### [VOS TÂCHES]
**A)** Reproduisez à l'identique le passage de l'intervention du ministre de la défense qui va de "Maintenant, le président" jusqu'à "le plan opérationnel ?" inclus.
**B)** D'après l'intervention du ministre de la défense, depuis combien de temps le Conseil européen n'avait-il pas traité des questions de défense ?

### [EXTRAIT DU DOCUMENT]
===
Intervention de Jean-Yves Le Drian

Commission des affaires étrangères, de la défense et des forces armées — Réunion du 11 décembre 2013 : 1ère réunion
Europe de la défense — Audition à l'assemblée nationale de M. Jean-Yves Le drian ministre de la défense

Jean-Yves Le Drian, ministre de la défense :

Mesdames les présidentes, monsieur le président, mesdames et messieurs, députés ou sénateurs, je n'ai pas l'intention de refaire devant vous l'Europe de la défense, comme certaines interventions m'y invitent. Je me contenterai, en homme pragmatique et concret, de vous dire comment je sens le prochain Conseil et ce que nous pouvons en attendre.

J'attends au moins qu'il se réunisse régulièrement. En effet, c'est la première fois depuis cinq ans que le Conseil européen traite des questions de défense. Je ne trouve pas cela très convenable. Donc, si les chefs d'État et de gouvernement décidaient que l'enjeu des questions de défense et l'importance de la PSDC justifient qu'on en parle au moins une fois par an pour faire le point sur les menaces et les risques ou sur la nécessaire convergence des efforts européens, ce serait déjà un résultat significatif. Lors de la réunion des ministres de la défense qui s'est tenue les 18 et 19 novembre derniers, cette posture a été largement approuvée. Mais bien sûr, ce n'est pas acquis. Ce n'est à ce stade qu'un souhait.

Maintenant, le président Carrère a fait tout à l'heure référence aux trois corbeilles, ou aux trois paquets : l'opérationnel, le capacitaire et l'industriel. Quelles sont donc, en premier lieu, les avancées que l'on peut attendre sur le plan opérationnel ?

Tout d'abord, et sous toute réserve, il me semble que les conditions sont réunies pour que l'Union européenne affiche et mette en oeuvre une stratégie de sécurité maritime qui lui permettrait de prendre pleinement la mesure de ce défi. Je ne vais pas énumérer l'ensemble des risques et des menaces, mais l'affaire de Lampedusa, la situation dans la Corne de l'Afrique ou dans le Golfe de Guinée, devraient entraîner une prise de conscience et un début de réponse, par des moyens appropriés, à ces risques et à ces menaces. Il y a déjà eu un précédent, dont on ne parle pas assez : la mission Atalanta - dirigée par un Britannique - qui a permis la réduction des risques et des attaques dans la Corne de l'Afrique. Mais il faut aller au-delà et faire en sorte que le Conseil européen se saisisse à bras-le-corps de cette question de la sécurité maritime. Je suis assez optimiste. La France y a beaucoup travaillé et peut compter sur de bons alliés : non seulement les Italiens et les Espagnols, mais aussi les Polonais. Je pense donc que nous pouvons aboutir.
===
### [EXTRAIT DE DONNÉES]
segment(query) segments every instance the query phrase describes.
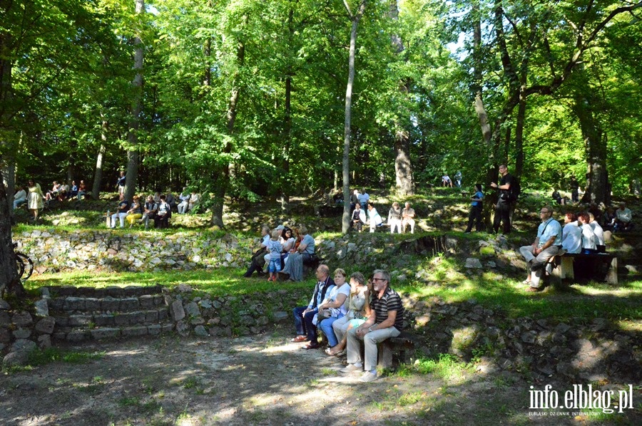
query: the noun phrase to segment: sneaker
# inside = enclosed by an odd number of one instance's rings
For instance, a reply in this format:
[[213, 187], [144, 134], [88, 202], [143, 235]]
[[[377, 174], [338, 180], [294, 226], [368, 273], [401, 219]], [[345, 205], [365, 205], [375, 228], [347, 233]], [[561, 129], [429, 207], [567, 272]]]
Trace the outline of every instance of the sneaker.
[[374, 382], [377, 378], [378, 378], [377, 377], [376, 374], [374, 374], [370, 371], [366, 371], [363, 373], [363, 375], [361, 376], [361, 378], [359, 379], [359, 381], [365, 383]]
[[362, 371], [363, 368], [361, 365], [357, 366], [355, 364], [348, 364], [339, 371], [341, 373], [354, 373], [355, 371]]

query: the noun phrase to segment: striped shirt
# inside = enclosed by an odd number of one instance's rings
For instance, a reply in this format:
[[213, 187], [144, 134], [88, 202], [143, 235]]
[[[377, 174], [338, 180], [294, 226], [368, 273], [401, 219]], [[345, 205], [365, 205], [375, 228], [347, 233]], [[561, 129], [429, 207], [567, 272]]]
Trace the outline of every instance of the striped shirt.
[[375, 293], [372, 298], [372, 308], [374, 310], [374, 322], [380, 324], [388, 319], [388, 312], [397, 311], [397, 317], [394, 319], [394, 328], [401, 331], [404, 328], [404, 306], [401, 298], [397, 291], [388, 287], [383, 297], [378, 298], [379, 294]]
===
### [RÉPONSES DE L'EXERCICE]
**A)**
Maintenant, le président Carrère a fait tout à l'heure référence aux trois corbeilles, ou aux trois paquets : l'opérationnel, le capacitaire et l'industriel. Quelles sont donc, en premier lieu, les avancées que l'on peut attendre sur le plan opérationnel ?

**B)** Depuis cinq ans.